*** PROVIDED RECORDS

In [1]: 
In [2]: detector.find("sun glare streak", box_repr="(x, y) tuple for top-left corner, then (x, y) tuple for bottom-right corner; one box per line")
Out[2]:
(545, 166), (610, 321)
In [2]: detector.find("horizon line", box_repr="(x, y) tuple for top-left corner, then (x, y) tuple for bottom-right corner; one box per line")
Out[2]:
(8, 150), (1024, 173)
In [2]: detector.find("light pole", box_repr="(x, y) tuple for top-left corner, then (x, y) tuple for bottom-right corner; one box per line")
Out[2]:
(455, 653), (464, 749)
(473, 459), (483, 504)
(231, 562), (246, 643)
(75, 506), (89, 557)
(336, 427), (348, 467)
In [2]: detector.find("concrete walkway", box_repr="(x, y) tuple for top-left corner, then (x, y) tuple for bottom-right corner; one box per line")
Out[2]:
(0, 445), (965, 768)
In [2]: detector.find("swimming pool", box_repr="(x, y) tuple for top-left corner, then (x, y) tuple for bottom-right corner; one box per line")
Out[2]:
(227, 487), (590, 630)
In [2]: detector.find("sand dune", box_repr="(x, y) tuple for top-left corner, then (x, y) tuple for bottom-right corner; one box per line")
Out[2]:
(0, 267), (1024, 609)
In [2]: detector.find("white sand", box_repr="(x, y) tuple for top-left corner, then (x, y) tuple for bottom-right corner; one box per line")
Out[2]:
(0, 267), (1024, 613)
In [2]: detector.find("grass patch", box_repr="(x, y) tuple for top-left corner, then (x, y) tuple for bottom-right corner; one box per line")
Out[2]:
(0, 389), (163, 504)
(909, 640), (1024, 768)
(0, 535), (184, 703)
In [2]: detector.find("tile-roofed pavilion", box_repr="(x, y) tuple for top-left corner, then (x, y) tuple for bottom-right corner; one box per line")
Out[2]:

******

INSTRUCTIONS FOR THE TASK: Reproduce everything from the start of the material above down through the line containing "(8, 150), (1024, 173)", adding 25 to every x and y coordinate in the returned results and leaving all other text unchanged. Output those lines only.

OUTPUT FOR THIS EXERCISE:
In [1]: 
In [2]: detector.find("sun glare streak", box_repr="(x, y) tuple for top-left corner, then (x, y) tuple for bottom-right corner; one box per line")
Out[2]:
(570, 191), (635, 346)
In [2]: detector.find("horizon line", box_repr="(x, y) tuple for top-left corner, then (x, y) tuple for bottom-right corner; one box per line")
Out[2]:
(33, 175), (1049, 198)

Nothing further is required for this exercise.